What is being asked ->
Where does the word "blue" show up in the records? Copy every line that has it.

+---+

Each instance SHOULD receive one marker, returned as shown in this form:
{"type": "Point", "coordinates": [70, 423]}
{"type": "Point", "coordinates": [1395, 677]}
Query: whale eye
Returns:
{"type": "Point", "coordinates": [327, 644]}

+---+

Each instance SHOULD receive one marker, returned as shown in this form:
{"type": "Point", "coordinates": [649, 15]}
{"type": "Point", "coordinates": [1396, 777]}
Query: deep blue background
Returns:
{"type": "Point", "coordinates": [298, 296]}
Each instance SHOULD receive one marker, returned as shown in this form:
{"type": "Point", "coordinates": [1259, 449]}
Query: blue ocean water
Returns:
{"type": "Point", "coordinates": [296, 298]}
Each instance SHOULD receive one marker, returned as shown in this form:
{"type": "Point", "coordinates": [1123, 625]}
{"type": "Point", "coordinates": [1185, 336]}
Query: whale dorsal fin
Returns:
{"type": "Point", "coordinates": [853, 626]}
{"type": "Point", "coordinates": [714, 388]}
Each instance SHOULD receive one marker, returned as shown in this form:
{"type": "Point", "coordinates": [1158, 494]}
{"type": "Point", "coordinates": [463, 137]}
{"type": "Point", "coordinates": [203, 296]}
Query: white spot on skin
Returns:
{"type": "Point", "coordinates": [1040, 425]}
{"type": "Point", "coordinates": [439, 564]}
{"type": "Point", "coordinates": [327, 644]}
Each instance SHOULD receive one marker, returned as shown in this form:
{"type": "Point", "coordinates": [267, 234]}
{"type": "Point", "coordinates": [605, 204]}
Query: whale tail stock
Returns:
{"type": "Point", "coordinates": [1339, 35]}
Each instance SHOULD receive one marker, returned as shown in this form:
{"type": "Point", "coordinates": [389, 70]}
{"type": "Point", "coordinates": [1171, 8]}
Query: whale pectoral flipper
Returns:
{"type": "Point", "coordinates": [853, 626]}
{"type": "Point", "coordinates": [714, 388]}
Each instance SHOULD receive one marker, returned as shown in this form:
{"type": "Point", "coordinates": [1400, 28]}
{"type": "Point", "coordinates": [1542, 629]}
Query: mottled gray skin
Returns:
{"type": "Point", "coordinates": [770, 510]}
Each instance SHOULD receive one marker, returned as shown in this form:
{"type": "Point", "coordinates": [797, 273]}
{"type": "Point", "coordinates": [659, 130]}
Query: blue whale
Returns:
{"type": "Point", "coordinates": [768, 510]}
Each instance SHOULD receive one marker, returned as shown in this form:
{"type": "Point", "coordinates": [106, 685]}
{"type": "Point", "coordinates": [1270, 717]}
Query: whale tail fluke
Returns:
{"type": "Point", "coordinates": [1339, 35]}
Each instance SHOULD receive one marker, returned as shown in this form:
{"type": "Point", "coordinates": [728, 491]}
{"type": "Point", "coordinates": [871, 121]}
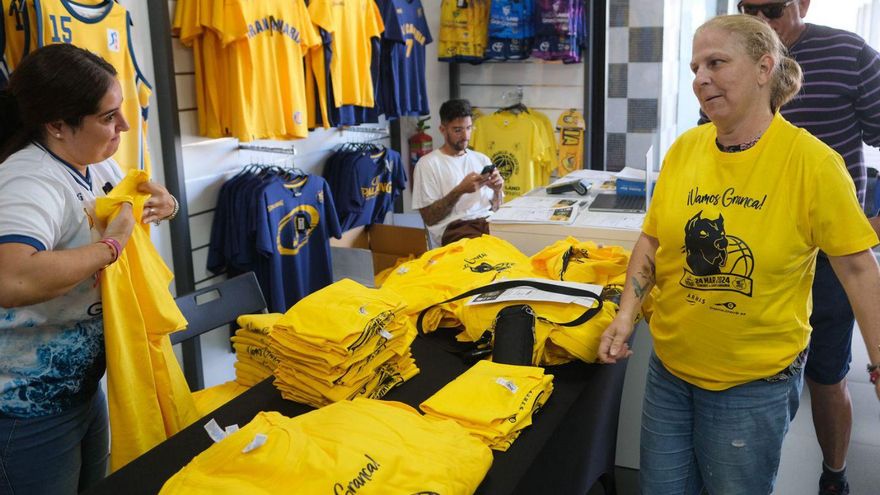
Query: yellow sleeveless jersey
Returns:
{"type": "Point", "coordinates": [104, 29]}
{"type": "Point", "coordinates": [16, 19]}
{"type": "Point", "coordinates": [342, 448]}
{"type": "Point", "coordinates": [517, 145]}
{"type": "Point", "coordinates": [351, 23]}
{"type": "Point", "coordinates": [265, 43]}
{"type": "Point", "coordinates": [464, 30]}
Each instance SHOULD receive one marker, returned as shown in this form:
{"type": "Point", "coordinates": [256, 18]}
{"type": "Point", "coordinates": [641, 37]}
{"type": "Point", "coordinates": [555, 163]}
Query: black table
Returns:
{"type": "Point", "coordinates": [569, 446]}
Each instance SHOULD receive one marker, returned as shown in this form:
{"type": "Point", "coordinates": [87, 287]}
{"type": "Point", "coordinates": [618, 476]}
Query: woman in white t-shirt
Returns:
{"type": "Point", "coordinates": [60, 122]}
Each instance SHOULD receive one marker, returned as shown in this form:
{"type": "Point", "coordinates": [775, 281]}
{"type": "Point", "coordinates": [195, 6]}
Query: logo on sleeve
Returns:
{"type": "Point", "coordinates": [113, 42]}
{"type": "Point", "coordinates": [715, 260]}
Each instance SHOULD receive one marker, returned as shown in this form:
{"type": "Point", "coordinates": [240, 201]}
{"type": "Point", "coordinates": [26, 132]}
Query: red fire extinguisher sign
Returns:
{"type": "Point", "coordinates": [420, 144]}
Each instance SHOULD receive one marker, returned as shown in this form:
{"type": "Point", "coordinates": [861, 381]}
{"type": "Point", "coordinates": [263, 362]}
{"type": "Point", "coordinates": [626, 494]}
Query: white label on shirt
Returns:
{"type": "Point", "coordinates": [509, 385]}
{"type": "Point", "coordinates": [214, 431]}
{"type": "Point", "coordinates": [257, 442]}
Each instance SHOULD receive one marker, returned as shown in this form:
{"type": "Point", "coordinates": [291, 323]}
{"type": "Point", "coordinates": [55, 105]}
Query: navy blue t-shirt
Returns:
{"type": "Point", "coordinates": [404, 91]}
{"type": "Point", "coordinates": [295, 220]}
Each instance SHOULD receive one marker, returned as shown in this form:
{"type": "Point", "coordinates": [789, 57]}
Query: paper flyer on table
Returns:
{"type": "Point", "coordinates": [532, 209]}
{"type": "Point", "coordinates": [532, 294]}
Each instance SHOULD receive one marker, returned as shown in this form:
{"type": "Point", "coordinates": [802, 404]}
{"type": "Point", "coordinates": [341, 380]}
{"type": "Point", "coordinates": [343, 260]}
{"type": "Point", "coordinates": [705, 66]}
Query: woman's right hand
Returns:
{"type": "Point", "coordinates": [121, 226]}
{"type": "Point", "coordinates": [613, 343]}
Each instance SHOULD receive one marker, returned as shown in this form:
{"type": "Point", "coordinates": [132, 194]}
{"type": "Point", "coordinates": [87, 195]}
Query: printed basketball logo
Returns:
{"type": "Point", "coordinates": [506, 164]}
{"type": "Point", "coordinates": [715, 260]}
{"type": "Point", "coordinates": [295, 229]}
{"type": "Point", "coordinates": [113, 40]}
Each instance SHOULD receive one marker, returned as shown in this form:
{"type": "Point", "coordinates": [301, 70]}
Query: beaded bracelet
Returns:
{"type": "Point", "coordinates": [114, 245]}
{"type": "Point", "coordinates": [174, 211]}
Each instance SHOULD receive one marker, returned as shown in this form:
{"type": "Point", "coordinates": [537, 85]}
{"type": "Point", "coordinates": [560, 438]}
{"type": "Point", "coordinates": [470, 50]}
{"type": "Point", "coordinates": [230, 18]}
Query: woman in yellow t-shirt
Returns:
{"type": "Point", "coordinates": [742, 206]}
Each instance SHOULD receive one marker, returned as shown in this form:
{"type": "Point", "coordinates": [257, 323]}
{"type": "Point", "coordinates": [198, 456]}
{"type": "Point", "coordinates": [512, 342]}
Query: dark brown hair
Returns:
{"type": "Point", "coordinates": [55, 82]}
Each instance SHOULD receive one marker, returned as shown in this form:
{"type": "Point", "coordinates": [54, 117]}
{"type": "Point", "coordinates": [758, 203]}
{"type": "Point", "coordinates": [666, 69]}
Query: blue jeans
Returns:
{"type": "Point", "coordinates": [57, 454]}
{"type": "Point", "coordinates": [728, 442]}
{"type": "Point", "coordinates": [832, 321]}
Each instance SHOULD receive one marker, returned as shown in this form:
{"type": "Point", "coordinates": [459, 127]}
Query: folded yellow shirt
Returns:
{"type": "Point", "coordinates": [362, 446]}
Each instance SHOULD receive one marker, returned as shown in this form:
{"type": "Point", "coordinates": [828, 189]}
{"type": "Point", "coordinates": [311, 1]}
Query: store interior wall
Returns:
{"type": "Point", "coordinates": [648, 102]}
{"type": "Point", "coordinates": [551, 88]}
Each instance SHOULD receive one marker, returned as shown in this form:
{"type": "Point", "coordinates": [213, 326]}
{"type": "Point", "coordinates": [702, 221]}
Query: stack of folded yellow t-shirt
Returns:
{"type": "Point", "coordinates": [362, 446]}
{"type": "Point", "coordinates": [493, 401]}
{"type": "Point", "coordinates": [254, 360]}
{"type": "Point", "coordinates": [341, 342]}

+---+

Problem solution ->
Query: deep blue background
Query: blue ocean water
Query: blue whale
Query: navy blue t-shirt
Query: blue jeans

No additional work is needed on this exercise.